## EXCERPT PROVIDED
........
Skip to contents

Although STAVE rigorously defines the data structure, there are still ways of obtaining misleading results depending on how the data are entered. Given that STAVE encourages the use of exact spatial coordinates, this structure also has the potential to identify individuals, which has ethical implications. This section highlights some common pitfalls and how to avoid them.

Do I need to record wild type samples?

The table below encodes not only the mutant haplotypes of interest but also how often the wild-type pfcrt haplotype (CVMNK) was observed.

study_id survey_id variant_string variant_num total_num notes
study_01 study_01_site_01 crt:72-76:CVIET 20 100 NA
study_01 study_01_site_01 crt:72-76:SVMNT 10 100 NA
study_01 study_01_site_01 crt:72-76:CVMNK 70 100 NA

Notice that the sum of the numerators across all variants equals the denominator. This tells us that the entire space of possible haplotypes is covered. Because the data are complete, we can query the prevalence of any allele at any locus and obtain a correct result. For example, here is the prevalence of the wild-type allele (C) at codon 72:

s$get_prevalence(target_variant = "crt:72:C") |>
  ... # (further filters to only show some columns)
........
## EXERCISES TO COMPLETE
**a.** According to the STAVE documentation excerpt, which pfcrt haplotype is the wild type?
**b.** In the STAVE documentation excerpt, restate the passage starting with "Do I need to" and going on through "(CVMNK) was observed.", swapping "mutant" for "resistant".

## RAW DATA
........
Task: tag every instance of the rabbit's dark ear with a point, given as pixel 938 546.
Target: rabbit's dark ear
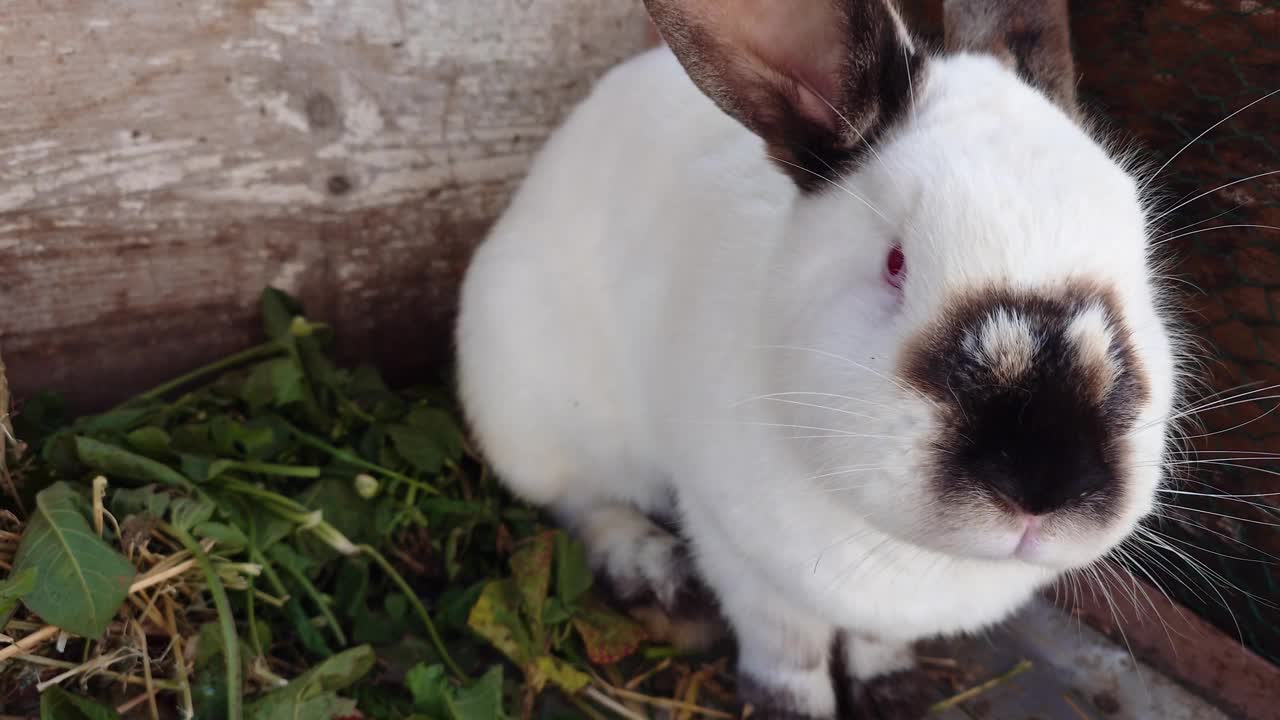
pixel 1032 36
pixel 818 80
........
## SOLVED PROBLEMS
**a.** CVMNK

**b.**
Do I need to record wild type samples?

The table below encodes not only the resistant haplotypes of interest but also how often the wild-type pfcrt haplotype (CVMNK) was observed.